→ What needs to be done: Return each line of the data below in which the string "black" appears, treating uppercase and lowercase letters as different.

→ Information supplied:

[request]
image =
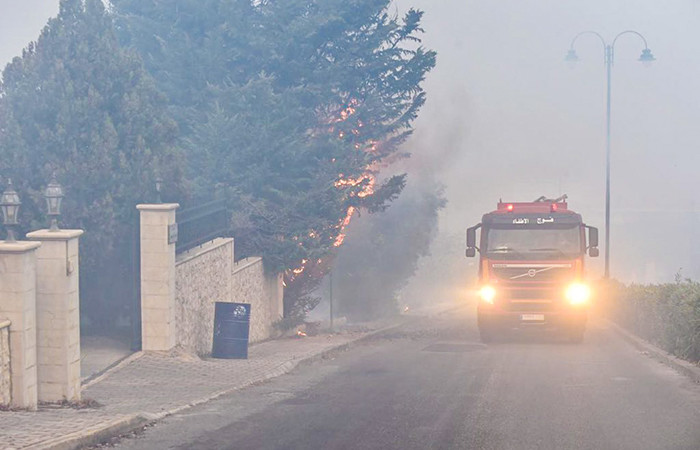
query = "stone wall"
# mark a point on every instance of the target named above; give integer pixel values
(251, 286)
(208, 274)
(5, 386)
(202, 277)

* * *

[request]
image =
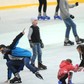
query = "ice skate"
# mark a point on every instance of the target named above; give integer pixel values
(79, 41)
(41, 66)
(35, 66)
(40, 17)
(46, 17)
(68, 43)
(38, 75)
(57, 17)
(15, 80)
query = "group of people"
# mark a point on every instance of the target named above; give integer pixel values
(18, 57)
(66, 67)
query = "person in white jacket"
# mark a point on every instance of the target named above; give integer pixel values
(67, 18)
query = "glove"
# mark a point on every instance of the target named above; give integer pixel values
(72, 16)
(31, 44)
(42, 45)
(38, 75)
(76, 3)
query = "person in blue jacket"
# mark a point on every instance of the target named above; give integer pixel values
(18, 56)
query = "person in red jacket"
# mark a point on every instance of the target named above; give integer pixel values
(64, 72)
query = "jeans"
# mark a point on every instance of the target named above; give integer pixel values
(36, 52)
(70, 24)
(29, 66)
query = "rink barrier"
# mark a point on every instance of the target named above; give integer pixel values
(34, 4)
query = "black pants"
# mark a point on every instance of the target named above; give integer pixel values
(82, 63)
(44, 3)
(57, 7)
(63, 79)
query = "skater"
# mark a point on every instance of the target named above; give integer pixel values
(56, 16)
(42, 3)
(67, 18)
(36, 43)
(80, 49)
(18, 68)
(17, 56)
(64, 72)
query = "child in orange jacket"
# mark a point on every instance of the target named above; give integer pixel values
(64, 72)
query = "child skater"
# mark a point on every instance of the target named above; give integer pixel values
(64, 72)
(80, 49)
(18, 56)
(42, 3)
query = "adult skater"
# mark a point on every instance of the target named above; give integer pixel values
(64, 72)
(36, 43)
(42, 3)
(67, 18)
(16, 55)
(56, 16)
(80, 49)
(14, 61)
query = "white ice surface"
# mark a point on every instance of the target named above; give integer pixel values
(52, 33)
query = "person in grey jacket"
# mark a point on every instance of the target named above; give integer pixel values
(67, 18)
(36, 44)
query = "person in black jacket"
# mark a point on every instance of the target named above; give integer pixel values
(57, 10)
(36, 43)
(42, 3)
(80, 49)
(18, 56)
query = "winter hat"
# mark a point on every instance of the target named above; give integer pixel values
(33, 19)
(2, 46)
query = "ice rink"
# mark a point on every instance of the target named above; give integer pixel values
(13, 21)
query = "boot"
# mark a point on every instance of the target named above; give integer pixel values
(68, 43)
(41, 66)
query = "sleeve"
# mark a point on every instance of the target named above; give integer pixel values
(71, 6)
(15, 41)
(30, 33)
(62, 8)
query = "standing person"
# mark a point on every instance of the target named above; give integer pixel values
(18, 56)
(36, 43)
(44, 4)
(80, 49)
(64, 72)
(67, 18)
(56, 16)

→ Solution for this exercise:
query = "black pants"
query = "person in black jacket"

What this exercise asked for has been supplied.